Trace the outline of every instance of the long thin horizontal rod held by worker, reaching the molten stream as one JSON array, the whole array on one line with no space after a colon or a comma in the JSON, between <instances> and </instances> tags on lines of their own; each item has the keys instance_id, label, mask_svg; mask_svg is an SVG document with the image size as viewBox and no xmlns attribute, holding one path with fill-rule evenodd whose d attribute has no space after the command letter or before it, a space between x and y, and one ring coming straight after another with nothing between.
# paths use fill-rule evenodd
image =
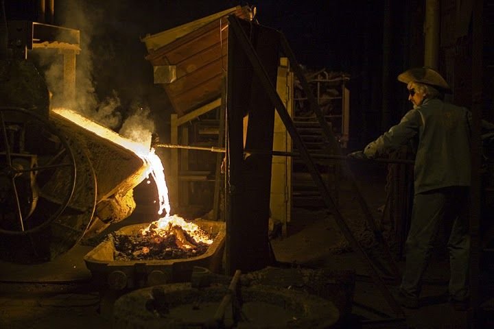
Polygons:
<instances>
[{"instance_id":1,"label":"long thin horizontal rod held by worker, reaching the molten stream","mask_svg":"<svg viewBox=\"0 0 494 329\"><path fill-rule=\"evenodd\" d=\"M204 146L189 146L189 145L176 145L176 144L154 144L153 147L166 147L169 149L196 149L199 151L211 151L217 153L225 153L224 147L204 147ZM255 149L246 149L246 154L264 154L268 156L292 156L292 157L300 157L301 154L298 152L287 152L287 151L260 151ZM338 156L336 154L314 154L311 153L310 156L312 158L318 159L329 159L329 160L365 160L365 161L375 161L375 162L384 162L384 163L401 163L401 164L414 164L414 160L405 160L405 159L386 159L386 158L374 158L374 159L357 159L352 158L351 156Z\"/></svg>"}]
</instances>

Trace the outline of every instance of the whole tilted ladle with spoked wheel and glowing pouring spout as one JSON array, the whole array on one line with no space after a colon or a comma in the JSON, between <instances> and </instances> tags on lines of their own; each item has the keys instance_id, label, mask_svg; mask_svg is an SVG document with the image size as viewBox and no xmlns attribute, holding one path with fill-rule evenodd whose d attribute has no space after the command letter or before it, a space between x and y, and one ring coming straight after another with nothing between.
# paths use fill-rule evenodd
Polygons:
<instances>
[{"instance_id":1,"label":"whole tilted ladle with spoked wheel and glowing pouring spout","mask_svg":"<svg viewBox=\"0 0 494 329\"><path fill-rule=\"evenodd\" d=\"M79 114L0 107L0 259L47 262L128 217L150 164L126 141Z\"/></svg>"}]
</instances>

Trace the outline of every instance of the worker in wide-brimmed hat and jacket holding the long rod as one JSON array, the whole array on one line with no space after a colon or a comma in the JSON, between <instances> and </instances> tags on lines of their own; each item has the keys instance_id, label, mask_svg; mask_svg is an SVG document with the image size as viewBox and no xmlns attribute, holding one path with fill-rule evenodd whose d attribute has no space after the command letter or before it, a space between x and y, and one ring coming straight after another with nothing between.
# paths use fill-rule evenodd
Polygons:
<instances>
[{"instance_id":1,"label":"worker in wide-brimmed hat and jacket holding the long rod","mask_svg":"<svg viewBox=\"0 0 494 329\"><path fill-rule=\"evenodd\" d=\"M375 158L416 141L414 202L405 243L405 272L398 300L406 308L419 307L421 282L440 224L451 221L447 247L451 277L449 296L456 309L468 306L470 237L467 201L471 182L471 112L443 101L447 82L429 68L414 68L398 76L407 84L413 109L364 151L353 158ZM487 127L492 128L486 121Z\"/></svg>"}]
</instances>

□ □ □ □ □

What you have to do | For this exercise, transcribe the data above line by line, exactly, with pictures omitted.

Output for this exercise |
Trace the outline of every instance of the long thin horizontal rod held by worker, reaching the molten stream as one JSON array, the whole array on one line with no space after a colon or a comma in the JSON, between <instances> and </instances> tags on lines of their own; each item has the keys instance_id, label, mask_svg; mask_svg is an SVG document with the image size as viewBox and no xmlns attribute, holding one path with fill-rule evenodd whose d attribute has no space after the command letter or before it, a space between x and y, and one ring coming straight after another with nothing between.
# paths use fill-rule evenodd
image =
Polygons:
<instances>
[{"instance_id":1,"label":"long thin horizontal rod held by worker, reaching the molten stream","mask_svg":"<svg viewBox=\"0 0 494 329\"><path fill-rule=\"evenodd\" d=\"M204 146L189 146L189 145L176 145L176 144L154 144L153 147L166 147L169 149L196 149L199 151L211 151L217 153L225 153L224 147L204 147ZM255 149L246 149L246 154L264 154L268 156L292 156L292 157L300 157L301 154L298 152L287 152L287 151L260 151ZM338 156L336 154L314 154L311 153L310 156L312 158L318 159L329 159L329 160L365 160L365 161L375 161L375 162L384 162L384 163L401 163L401 164L414 164L414 160L405 160L405 159L386 159L386 158L374 158L374 159L357 159L352 158L351 156Z\"/></svg>"}]
</instances>

Trace the outline of every instance of the whole tilted ladle with spoked wheel and glowing pouring spout as one JSON array, the whole array on one line with no space after a colon or a comma in the JSON, between <instances> and </instances> tags on lines of their own; each item has the keys instance_id, label, mask_svg; mask_svg is an SVG document with the image size as viewBox and no xmlns attribute, holding one path with fill-rule evenodd whose d attribute has no space after the command letter or before it, a space between x and y, and one ring coming straight after another with nothing between.
# paths use fill-rule evenodd
Polygons:
<instances>
[{"instance_id":1,"label":"whole tilted ladle with spoked wheel and glowing pouring spout","mask_svg":"<svg viewBox=\"0 0 494 329\"><path fill-rule=\"evenodd\" d=\"M79 114L0 107L0 259L47 262L128 217L150 164L126 141Z\"/></svg>"}]
</instances>

Trace the outline of every instance of the worker in wide-brimmed hat and jacket holding the long rod as one JSON array, the whole array on one line with no space after a colon or a comma in the JSON, between <instances> and </instances> tags on lines of their own; each item has the keys instance_id, label, mask_svg; mask_svg is an SVG document with the image size as viewBox and no xmlns attribute, holding one path with fill-rule evenodd whose d attribute has no space after the command letter or before it, a space between x and y, and one ring coming straight after another with nothing between.
# paths use fill-rule evenodd
Polygons:
<instances>
[{"instance_id":1,"label":"worker in wide-brimmed hat and jacket holding the long rod","mask_svg":"<svg viewBox=\"0 0 494 329\"><path fill-rule=\"evenodd\" d=\"M375 158L416 141L414 202L405 243L405 272L398 300L406 308L419 307L421 282L440 224L451 221L447 247L451 277L449 296L456 309L468 306L470 237L467 201L471 182L471 112L443 101L447 82L429 68L414 68L398 76L407 84L413 109L364 151L353 158ZM487 127L492 128L486 121Z\"/></svg>"}]
</instances>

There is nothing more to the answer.